- **The task**
Please transcribe the entries below without changing a single character.

- **Exercise data**

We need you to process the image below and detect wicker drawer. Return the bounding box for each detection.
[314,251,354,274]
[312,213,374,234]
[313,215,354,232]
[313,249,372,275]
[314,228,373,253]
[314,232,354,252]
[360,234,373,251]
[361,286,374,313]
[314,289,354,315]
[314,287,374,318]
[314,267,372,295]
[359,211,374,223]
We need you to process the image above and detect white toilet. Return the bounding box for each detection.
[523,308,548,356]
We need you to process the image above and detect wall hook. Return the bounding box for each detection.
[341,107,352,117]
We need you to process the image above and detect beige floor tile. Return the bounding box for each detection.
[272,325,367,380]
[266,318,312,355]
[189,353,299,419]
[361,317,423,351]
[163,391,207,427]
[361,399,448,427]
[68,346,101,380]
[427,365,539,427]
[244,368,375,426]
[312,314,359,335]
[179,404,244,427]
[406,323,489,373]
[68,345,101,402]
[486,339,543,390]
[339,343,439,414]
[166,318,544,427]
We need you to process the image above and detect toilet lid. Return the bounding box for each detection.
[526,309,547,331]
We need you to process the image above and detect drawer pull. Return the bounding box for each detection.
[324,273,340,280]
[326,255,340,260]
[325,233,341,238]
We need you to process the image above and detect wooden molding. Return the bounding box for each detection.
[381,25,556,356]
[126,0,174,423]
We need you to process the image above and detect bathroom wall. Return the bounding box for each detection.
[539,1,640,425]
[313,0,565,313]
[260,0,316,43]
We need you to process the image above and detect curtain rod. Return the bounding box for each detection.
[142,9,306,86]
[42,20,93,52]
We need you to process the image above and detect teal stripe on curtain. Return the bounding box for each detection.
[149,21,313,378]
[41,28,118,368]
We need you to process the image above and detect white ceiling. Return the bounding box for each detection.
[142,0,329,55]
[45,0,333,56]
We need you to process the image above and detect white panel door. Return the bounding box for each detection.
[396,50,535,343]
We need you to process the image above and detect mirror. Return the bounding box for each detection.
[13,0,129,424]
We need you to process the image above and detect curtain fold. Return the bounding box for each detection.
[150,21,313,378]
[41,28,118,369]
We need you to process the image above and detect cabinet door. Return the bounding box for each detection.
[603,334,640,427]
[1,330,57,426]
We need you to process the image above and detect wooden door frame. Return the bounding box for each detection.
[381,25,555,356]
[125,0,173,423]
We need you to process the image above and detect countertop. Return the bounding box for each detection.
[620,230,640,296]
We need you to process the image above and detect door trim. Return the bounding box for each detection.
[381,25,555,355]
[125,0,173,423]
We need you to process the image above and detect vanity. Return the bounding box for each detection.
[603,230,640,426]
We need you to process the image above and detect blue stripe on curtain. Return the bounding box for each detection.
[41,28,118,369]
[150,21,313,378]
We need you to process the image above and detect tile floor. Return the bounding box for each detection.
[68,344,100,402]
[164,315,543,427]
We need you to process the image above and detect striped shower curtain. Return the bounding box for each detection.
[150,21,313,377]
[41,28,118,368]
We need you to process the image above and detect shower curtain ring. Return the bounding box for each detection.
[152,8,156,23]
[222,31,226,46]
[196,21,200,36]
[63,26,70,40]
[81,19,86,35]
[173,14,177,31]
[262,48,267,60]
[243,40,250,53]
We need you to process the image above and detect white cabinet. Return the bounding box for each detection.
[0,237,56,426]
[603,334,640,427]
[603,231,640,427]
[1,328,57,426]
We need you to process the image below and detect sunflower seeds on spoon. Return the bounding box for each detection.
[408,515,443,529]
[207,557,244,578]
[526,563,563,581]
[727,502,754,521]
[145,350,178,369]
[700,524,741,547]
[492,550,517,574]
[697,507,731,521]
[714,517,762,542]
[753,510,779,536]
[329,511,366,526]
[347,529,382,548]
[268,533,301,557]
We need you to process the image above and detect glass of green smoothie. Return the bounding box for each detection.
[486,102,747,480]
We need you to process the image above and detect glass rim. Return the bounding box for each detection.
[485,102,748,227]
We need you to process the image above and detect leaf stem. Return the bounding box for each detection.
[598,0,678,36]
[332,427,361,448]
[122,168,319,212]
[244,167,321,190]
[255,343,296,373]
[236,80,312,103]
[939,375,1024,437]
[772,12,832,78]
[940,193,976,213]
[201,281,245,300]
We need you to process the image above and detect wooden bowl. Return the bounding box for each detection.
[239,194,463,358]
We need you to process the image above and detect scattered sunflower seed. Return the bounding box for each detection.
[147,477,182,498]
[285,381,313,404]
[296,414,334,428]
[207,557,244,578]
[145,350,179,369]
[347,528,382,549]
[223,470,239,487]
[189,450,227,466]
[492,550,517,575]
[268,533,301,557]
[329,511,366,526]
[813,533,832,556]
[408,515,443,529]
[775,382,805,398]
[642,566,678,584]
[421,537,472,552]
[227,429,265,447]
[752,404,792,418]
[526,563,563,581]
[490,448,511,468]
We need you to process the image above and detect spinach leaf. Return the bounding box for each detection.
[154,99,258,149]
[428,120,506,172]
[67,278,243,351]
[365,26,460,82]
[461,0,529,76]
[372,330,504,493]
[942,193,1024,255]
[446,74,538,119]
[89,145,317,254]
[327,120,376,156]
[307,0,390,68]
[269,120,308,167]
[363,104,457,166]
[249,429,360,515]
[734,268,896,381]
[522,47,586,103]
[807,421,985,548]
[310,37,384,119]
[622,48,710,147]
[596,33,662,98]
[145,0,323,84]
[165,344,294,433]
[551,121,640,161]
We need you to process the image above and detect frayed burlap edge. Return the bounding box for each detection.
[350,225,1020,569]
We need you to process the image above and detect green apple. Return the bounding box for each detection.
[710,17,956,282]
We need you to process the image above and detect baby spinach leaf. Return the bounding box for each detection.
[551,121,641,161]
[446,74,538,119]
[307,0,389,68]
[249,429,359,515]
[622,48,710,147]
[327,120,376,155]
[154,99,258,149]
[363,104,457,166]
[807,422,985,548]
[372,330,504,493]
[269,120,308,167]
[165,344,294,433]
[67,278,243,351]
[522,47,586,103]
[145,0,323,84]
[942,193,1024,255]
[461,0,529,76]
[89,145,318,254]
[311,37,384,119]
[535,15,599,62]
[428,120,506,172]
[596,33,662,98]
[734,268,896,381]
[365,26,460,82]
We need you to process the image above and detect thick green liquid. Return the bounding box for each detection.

- **Answer section**
We need you to process the image below and detect wicker drawer. Return the bounding box for each detection.
[314,251,354,274]
[312,213,374,234]
[313,215,354,232]
[313,249,372,275]
[314,228,373,253]
[314,232,354,252]
[360,234,373,251]
[361,286,374,313]
[314,289,354,315]
[314,287,374,318]
[314,267,372,295]
[359,211,374,223]
We need you to process the image above and detect white toilet. Return the bounding box for each detection.
[523,308,548,356]
We need you to process the image above and detect wall hook. Return the bounding box for each detection.
[341,107,352,117]
We need you to process the image above and detect beige floor tile. Return the bounding box for each detection.
[272,325,367,380]
[266,318,312,355]
[189,353,299,419]
[361,317,423,351]
[163,391,207,427]
[361,399,448,427]
[68,346,101,380]
[427,365,539,427]
[244,368,375,426]
[312,314,359,335]
[179,404,244,427]
[406,323,489,373]
[68,345,101,402]
[486,339,543,390]
[339,343,439,414]
[166,318,544,427]
We need you to process the image above and detect toilet lid. Return the bounding box for each detection.
[526,309,547,331]
We need you to process the image above and detect drawer pull. Return the bounding box for each detection.
[324,273,340,280]
[326,255,340,260]
[325,233,341,238]
We need you to process the image above and detect wooden molding. Return the bounding box for each detection.
[381,25,556,356]
[126,0,174,423]
We need you to process the image above and detect bathroom wall. Return the bounding box for each detection.
[539,1,640,425]
[313,0,565,313]
[260,0,316,43]
We need you to process the image above and detect curtain rod. Return the bounding box for each detection.
[142,9,306,86]
[42,20,93,52]
We need you to process the image above and detect teal stripe on curtain. Return the bounding box for each detection.
[149,21,313,378]
[41,28,118,368]
We need you to process the image above and detect white ceiling. Return the bounding box for each detection.
[142,0,329,55]
[45,0,333,56]
We need you to process the image above and detect white panel door. Return the bounding box for each detection.
[396,50,535,343]
We need you to process the image above and detect mirror. Return the bounding box for each detection.
[13,0,129,424]
We need you to process the image above and detect curtain fold. Return the bounding box for each detection.
[150,21,313,378]
[41,28,118,369]
We need you to process the image above and detect cabinet door. Return the bounding box for each detection.
[603,334,640,427]
[1,330,57,426]
We need you to process the image above and detect wooden door frame. Return the bounding box for each detection.
[381,25,555,356]
[125,0,173,423]
We need you to process the image above and detect countertop. Return the bounding box for each detection.
[620,230,640,296]
We need you to process the image above and detect door trim. Return the bounding box for each detection.
[381,25,555,355]
[125,0,173,423]
We need you to process the image above and detect vanity. Return the bounding box for each detection.
[603,230,640,426]
We need you to process the image above and detect blue stripe on curtain. Return the bounding box for each detection.
[41,28,118,369]
[150,21,313,378]
We need you to process the image above and detect tile floor. Return the bounding box for each detection.
[68,344,100,402]
[164,315,543,427]
We need you to process the image above and detect striped shower curtain. Return the bounding box for each detection.
[150,21,313,377]
[41,28,118,368]
We need you to process the image above and detect shower curtain ring. Return the bounding box for each detection.
[152,8,156,23]
[222,31,226,46]
[196,21,200,36]
[63,26,70,40]
[81,19,86,35]
[173,14,177,31]
[262,48,267,60]
[243,40,250,53]
We need you to process the image above and detect white cabinet. Return the bounding box for each detection.
[0,237,56,426]
[603,334,640,427]
[603,231,640,427]
[1,328,57,426]
We need you to process the image below and detect sunflower seeds on spoon. Return the bounding box for each detection.
[408,515,443,529]
[207,557,244,578]
[526,563,563,581]
[727,502,754,521]
[145,350,178,369]
[700,524,741,547]
[492,550,517,574]
[697,507,731,521]
[714,517,762,542]
[753,510,779,536]
[329,511,366,526]
[347,529,382,548]
[268,533,301,557]
We need you to process the image above and detect glass of green smoothie. Return the bounding box for each detection.
[486,102,747,480]
We need you to process the image above and detect glass rim. Return the bounding box for each detection.
[485,102,748,227]
We need you to process the image above and detect leaf stem. Return the bounding box for each detection.
[598,0,678,36]
[332,427,361,448]
[122,168,319,212]
[244,167,321,190]
[255,343,296,373]
[236,80,312,103]
[939,375,1024,437]
[772,12,832,78]
[940,193,976,213]
[201,281,245,300]
We need you to process the image above and detect wooden bowl. Return the bounding box for each detection.
[239,194,463,358]
We need you to process the image above and detect scattered sunflower seed. Return the bounding box for each detection.
[147,477,182,498]
[285,381,313,404]
[296,414,334,428]
[207,557,244,578]
[145,350,179,369]
[347,528,382,549]
[223,470,239,487]
[189,450,227,466]
[492,550,517,575]
[268,533,301,557]
[329,511,366,526]
[813,533,832,556]
[408,515,443,529]
[775,382,805,398]
[642,566,678,584]
[421,537,472,552]
[227,429,265,447]
[752,404,792,418]
[526,563,563,581]
[490,448,511,468]
We need you to process the image above and detect spinach leaf. Return the bounding box for each detection.
[154,99,258,149]
[428,120,506,172]
[67,278,243,351]
[365,26,460,82]
[461,0,529,76]
[372,330,504,493]
[942,193,1024,255]
[446,74,538,119]
[89,145,317,254]
[327,120,376,156]
[307,0,390,68]
[269,120,308,167]
[363,104,457,166]
[249,429,360,515]
[734,268,896,381]
[522,47,586,103]
[807,421,985,548]
[310,37,384,119]
[622,48,710,147]
[596,33,662,98]
[145,0,323,84]
[165,344,294,433]
[551,121,640,161]
We need you to process the image above and detect frayed burlap edge. Return the bounding box for each detection.
[350,225,1020,569]
We need you to process the image above and detect green apple. Return the bounding box for each detection.
[710,17,956,282]
We need you to process the image above and detect baby spinach leaf. Return the bounding box for each detection.
[551,121,641,161]
[446,74,538,119]
[307,0,389,68]
[249,429,359,515]
[622,48,710,147]
[327,120,376,155]
[154,99,258,149]
[363,104,457,166]
[807,422,985,548]
[372,330,504,493]
[269,120,308,167]
[165,344,294,433]
[67,278,243,351]
[522,47,586,103]
[145,0,323,84]
[942,193,1024,255]
[461,0,529,76]
[89,145,318,254]
[311,37,384,119]
[535,15,599,62]
[428,120,506,172]
[596,33,662,98]
[734,268,896,381]
[365,26,460,82]
We need you to process the image above and detect thick green liquid. Return the bounding box for each detection.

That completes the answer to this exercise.